Please copy the lines below without changing anything.

===== MATERIAL

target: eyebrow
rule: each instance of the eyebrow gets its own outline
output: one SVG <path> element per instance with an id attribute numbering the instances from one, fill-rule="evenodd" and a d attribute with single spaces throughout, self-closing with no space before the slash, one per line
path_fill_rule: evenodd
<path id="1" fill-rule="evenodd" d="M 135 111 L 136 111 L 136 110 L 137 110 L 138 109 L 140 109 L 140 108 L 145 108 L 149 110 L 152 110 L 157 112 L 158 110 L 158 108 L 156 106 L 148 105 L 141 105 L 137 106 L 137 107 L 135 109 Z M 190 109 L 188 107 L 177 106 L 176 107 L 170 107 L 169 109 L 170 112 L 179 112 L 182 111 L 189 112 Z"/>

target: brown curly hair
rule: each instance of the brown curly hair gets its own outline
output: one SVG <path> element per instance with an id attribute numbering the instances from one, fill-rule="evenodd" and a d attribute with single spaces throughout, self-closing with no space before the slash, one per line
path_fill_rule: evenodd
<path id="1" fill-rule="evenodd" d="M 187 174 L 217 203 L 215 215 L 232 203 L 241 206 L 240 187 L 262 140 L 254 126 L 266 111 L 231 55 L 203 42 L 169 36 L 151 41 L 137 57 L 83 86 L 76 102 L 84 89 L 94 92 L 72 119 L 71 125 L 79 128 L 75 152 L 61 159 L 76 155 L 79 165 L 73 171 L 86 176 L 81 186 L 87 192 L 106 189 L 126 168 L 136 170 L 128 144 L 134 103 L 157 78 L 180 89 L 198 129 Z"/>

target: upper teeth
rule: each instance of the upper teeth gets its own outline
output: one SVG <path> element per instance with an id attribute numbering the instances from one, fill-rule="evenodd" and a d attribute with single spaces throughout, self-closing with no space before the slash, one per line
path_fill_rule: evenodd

==========

• RESPONSE TO THIS TASK:
target: eyebrow
rule: each instance of the eyebrow gets its own outline
output: one SVG <path> element per instance with an id attribute numbering the instances from one, fill-rule="evenodd" and a d attribute with single spaces throughout, self-closing with no space before the slash, one per line
path_fill_rule: evenodd
<path id="1" fill-rule="evenodd" d="M 135 111 L 136 111 L 136 110 L 137 110 L 138 109 L 140 109 L 140 108 L 145 108 L 149 110 L 152 110 L 157 112 L 158 110 L 158 108 L 156 106 L 148 105 L 141 105 L 137 106 L 137 107 L 135 109 Z M 190 109 L 188 107 L 177 106 L 176 107 L 170 107 L 169 109 L 170 112 L 179 112 L 182 111 L 189 112 Z"/>

target: brown curly hair
rule: each instance of the brown curly hair gets its own outline
output: one SVG <path> element per instance with an id attribute numbering the instances from one, fill-rule="evenodd" and a d attribute with single spaces throughout, self-closing with no space before the slash, one per line
path_fill_rule: evenodd
<path id="1" fill-rule="evenodd" d="M 187 174 L 217 203 L 215 215 L 232 203 L 241 206 L 240 187 L 262 140 L 254 126 L 266 111 L 231 55 L 203 42 L 169 36 L 151 41 L 137 57 L 83 86 L 76 102 L 84 89 L 94 92 L 72 119 L 71 125 L 79 128 L 75 152 L 61 159 L 76 155 L 79 165 L 73 171 L 86 176 L 81 186 L 87 192 L 106 189 L 126 168 L 136 170 L 128 144 L 134 103 L 157 78 L 180 89 L 198 129 Z"/>

target: upper teeth
rule: each instance of the upper teeth gets its own outline
output: one SVG <path> element per instance with an id attribute numbering the instances from one, fill-rule="evenodd" and a d attribute with single spaces throughout, self-closing with no space before the slash, one per line
path_fill_rule: evenodd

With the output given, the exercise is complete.